» **WHAT NEEDS TO BE DONE**: Copy out every line of the material below that contains the word "bare".

Raw records
_____

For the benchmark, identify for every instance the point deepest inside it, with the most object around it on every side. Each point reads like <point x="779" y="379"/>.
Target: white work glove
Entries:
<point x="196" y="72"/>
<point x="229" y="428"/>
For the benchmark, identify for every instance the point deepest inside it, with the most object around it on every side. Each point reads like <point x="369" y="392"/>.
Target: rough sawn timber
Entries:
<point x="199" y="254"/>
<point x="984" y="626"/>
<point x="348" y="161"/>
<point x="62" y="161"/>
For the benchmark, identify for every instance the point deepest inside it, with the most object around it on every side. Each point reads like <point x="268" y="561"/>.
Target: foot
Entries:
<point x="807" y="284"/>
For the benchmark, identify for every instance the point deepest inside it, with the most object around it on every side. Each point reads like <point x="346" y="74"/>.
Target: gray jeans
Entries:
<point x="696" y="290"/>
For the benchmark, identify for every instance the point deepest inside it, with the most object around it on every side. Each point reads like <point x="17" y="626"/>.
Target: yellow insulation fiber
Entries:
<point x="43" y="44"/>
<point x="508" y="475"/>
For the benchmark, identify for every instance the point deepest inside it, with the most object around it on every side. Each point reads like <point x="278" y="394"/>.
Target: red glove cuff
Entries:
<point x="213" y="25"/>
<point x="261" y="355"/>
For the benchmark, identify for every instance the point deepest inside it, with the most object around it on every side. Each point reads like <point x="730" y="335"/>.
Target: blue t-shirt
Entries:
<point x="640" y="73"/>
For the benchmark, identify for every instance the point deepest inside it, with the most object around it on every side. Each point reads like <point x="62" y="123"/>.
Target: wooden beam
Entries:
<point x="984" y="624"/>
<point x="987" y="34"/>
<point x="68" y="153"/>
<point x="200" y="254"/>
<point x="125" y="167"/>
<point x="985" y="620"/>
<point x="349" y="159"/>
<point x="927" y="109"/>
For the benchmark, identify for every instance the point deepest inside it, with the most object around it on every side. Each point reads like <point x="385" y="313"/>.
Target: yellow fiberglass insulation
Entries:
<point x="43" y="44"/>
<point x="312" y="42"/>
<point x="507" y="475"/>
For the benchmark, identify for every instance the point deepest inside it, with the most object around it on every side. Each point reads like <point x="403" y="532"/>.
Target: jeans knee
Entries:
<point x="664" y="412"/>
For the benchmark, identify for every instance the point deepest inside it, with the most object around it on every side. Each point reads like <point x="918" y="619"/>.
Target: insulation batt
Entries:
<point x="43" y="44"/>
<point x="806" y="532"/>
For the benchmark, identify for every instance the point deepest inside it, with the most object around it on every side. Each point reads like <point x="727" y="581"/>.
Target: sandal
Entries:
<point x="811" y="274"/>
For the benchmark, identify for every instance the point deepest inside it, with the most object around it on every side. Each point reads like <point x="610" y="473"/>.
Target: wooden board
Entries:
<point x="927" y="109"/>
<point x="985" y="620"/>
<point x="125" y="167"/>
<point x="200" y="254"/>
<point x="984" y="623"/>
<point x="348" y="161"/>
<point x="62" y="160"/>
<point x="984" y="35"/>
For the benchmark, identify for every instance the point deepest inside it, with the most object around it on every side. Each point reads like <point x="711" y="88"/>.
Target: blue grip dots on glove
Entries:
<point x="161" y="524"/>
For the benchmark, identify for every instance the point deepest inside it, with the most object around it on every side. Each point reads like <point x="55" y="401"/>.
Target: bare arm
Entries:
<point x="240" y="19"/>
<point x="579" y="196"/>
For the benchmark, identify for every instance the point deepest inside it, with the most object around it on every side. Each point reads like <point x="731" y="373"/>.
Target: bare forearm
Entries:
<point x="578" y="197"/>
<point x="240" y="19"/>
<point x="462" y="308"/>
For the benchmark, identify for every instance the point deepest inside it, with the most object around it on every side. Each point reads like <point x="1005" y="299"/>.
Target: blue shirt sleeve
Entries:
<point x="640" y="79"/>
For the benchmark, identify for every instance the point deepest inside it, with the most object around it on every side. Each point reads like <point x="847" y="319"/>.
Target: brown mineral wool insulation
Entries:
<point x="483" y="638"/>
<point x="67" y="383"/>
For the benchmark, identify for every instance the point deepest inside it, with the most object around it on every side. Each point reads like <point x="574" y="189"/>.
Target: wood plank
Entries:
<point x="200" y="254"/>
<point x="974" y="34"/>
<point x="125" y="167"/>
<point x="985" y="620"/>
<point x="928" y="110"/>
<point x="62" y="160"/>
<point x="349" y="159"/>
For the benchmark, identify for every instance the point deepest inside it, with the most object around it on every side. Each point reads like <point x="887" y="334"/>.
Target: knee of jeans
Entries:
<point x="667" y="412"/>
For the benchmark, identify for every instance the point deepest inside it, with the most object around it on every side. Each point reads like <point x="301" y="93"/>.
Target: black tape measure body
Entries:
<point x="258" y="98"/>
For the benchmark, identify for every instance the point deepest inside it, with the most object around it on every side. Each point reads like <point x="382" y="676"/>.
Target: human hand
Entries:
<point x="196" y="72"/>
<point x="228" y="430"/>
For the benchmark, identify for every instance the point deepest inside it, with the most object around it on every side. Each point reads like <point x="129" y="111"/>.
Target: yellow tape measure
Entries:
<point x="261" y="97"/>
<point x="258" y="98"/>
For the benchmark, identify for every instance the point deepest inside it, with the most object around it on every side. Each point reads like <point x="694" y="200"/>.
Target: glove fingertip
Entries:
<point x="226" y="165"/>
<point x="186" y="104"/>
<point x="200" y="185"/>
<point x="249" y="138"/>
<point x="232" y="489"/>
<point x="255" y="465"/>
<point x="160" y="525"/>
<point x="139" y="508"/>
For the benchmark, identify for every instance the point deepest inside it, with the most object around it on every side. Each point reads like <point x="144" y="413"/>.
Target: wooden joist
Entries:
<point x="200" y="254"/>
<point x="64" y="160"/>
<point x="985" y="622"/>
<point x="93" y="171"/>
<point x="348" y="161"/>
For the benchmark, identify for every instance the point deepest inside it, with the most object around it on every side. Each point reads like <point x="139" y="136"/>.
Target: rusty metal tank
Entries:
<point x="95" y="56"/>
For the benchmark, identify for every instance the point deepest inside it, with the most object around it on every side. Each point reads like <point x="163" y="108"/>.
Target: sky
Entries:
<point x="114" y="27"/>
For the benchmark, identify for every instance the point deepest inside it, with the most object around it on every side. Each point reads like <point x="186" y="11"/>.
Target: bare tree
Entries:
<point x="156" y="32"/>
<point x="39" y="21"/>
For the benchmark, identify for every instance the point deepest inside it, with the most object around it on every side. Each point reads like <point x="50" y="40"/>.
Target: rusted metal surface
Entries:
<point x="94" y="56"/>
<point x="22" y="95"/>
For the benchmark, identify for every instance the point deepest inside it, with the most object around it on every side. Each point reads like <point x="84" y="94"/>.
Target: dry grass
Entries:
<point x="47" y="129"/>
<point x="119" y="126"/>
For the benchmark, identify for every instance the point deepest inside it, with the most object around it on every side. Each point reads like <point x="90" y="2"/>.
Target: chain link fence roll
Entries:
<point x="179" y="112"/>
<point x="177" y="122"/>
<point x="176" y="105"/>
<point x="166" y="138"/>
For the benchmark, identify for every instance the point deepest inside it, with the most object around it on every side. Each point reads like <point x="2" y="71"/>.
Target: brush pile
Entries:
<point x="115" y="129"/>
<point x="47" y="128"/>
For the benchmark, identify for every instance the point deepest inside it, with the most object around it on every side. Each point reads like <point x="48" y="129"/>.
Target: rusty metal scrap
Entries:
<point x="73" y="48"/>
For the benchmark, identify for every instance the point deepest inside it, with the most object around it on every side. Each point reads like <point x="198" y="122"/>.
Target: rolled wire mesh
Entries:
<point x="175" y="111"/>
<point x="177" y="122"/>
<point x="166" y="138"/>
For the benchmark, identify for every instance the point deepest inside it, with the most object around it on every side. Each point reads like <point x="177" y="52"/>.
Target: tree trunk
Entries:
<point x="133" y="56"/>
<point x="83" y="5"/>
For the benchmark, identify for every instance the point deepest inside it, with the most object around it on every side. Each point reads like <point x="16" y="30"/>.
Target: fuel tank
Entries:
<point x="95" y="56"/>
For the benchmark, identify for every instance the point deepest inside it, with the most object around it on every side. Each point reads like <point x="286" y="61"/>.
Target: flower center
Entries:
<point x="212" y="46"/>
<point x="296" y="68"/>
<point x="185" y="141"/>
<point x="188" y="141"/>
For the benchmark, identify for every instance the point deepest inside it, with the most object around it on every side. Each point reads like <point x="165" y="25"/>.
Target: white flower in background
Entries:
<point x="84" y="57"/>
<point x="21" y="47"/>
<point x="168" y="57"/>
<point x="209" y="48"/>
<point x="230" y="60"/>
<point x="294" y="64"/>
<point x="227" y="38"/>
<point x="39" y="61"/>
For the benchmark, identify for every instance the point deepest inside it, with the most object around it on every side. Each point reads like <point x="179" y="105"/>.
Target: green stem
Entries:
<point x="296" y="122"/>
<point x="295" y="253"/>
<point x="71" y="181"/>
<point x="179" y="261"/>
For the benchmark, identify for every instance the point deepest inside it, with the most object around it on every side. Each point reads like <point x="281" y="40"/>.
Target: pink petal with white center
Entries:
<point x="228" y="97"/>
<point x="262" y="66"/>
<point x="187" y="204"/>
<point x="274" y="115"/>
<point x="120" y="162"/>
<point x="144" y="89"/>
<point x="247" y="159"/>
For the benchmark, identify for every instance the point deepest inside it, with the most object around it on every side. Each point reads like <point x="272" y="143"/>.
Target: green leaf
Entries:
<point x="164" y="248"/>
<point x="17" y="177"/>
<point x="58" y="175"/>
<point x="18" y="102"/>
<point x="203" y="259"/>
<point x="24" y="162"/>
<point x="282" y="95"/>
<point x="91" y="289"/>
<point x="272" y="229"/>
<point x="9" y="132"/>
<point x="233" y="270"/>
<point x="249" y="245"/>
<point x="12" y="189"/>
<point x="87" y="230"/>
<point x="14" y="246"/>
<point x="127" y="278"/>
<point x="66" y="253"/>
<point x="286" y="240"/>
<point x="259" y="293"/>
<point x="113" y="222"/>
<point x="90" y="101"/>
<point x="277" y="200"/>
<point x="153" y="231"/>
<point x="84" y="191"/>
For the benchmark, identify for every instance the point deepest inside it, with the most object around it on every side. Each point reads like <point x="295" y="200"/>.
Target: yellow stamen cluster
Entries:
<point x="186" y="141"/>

_____

» **THE REPLY**:
Target: bare arm
Target: bare forearm
Target: bare tree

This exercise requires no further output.